_Try it_
Go to the line in the entries below that holds "Where can the desert shrub" and repeat exactly from there through the line that holds "Where can the thumb", inclusive.

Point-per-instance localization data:
══════════════════════════════

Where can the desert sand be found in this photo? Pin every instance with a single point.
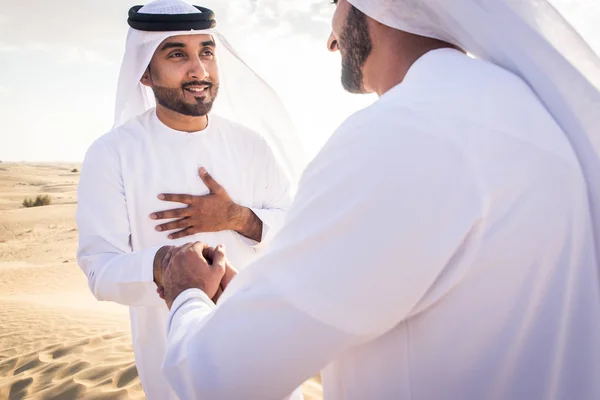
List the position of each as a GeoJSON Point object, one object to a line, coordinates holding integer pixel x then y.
{"type": "Point", "coordinates": [56, 340]}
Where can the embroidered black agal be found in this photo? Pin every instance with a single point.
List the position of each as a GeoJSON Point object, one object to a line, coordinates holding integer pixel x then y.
{"type": "Point", "coordinates": [205, 19]}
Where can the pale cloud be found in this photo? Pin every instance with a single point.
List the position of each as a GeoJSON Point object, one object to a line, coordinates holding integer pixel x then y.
{"type": "Point", "coordinates": [7, 48]}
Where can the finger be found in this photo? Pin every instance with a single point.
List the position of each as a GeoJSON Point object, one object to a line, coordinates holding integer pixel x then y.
{"type": "Point", "coordinates": [230, 273]}
{"type": "Point", "coordinates": [176, 213]}
{"type": "Point", "coordinates": [179, 224]}
{"type": "Point", "coordinates": [217, 295]}
{"type": "Point", "coordinates": [182, 233]}
{"type": "Point", "coordinates": [177, 198]}
{"type": "Point", "coordinates": [208, 253]}
{"type": "Point", "coordinates": [209, 181]}
{"type": "Point", "coordinates": [218, 256]}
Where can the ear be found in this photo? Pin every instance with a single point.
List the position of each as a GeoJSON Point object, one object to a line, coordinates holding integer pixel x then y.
{"type": "Point", "coordinates": [146, 79]}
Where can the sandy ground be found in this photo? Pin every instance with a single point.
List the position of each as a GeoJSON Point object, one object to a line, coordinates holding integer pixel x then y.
{"type": "Point", "coordinates": [56, 340]}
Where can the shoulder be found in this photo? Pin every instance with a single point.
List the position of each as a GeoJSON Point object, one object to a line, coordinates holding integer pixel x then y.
{"type": "Point", "coordinates": [112, 143]}
{"type": "Point", "coordinates": [247, 138]}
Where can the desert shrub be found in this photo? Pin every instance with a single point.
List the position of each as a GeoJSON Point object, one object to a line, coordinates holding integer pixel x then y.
{"type": "Point", "coordinates": [38, 202]}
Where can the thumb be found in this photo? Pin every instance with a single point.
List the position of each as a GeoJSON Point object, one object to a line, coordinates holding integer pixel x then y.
{"type": "Point", "coordinates": [209, 181]}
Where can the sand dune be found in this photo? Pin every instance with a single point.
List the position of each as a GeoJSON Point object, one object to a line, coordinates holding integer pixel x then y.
{"type": "Point", "coordinates": [56, 340]}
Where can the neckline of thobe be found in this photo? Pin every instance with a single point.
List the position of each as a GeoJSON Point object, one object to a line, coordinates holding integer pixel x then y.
{"type": "Point", "coordinates": [160, 127]}
{"type": "Point", "coordinates": [422, 65]}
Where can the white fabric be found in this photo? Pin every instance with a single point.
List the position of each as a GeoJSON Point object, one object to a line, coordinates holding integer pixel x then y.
{"type": "Point", "coordinates": [439, 247]}
{"type": "Point", "coordinates": [243, 96]}
{"type": "Point", "coordinates": [530, 39]}
{"type": "Point", "coordinates": [122, 175]}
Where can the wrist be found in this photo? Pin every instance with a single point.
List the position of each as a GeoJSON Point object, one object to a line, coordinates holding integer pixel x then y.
{"type": "Point", "coordinates": [238, 217]}
{"type": "Point", "coordinates": [157, 266]}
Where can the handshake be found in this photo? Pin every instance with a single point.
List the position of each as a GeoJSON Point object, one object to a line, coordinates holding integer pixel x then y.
{"type": "Point", "coordinates": [191, 266]}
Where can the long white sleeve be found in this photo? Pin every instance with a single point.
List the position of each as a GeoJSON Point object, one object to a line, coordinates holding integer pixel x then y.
{"type": "Point", "coordinates": [114, 271]}
{"type": "Point", "coordinates": [275, 196]}
{"type": "Point", "coordinates": [353, 260]}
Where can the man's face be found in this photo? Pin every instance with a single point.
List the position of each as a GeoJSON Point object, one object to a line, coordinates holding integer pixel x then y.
{"type": "Point", "coordinates": [183, 74]}
{"type": "Point", "coordinates": [350, 35]}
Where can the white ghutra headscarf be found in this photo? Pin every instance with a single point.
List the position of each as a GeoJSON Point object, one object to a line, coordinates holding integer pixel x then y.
{"type": "Point", "coordinates": [530, 39]}
{"type": "Point", "coordinates": [244, 97]}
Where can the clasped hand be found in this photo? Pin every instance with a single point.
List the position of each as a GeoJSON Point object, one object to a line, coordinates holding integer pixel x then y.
{"type": "Point", "coordinates": [192, 265]}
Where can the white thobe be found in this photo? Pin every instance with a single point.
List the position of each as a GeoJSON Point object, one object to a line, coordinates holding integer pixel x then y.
{"type": "Point", "coordinates": [439, 247]}
{"type": "Point", "coordinates": [121, 177]}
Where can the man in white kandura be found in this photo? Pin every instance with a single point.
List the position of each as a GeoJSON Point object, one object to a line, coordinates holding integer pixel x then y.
{"type": "Point", "coordinates": [157, 157]}
{"type": "Point", "coordinates": [443, 245]}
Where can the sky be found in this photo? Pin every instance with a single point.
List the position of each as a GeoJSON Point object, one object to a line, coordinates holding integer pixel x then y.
{"type": "Point", "coordinates": [59, 67]}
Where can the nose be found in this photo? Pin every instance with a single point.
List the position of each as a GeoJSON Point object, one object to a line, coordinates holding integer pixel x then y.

══════════════════════════════

_Response to this exercise_
Where can the desert shrub be found in this photo? Pin every instance with a single point.
List the position of each as a GeoJSON Point object, one object to a line, coordinates holding integer pixel x then y.
{"type": "Point", "coordinates": [38, 202]}
Where can the thumb be found in this photo? Pin every instance with a single point.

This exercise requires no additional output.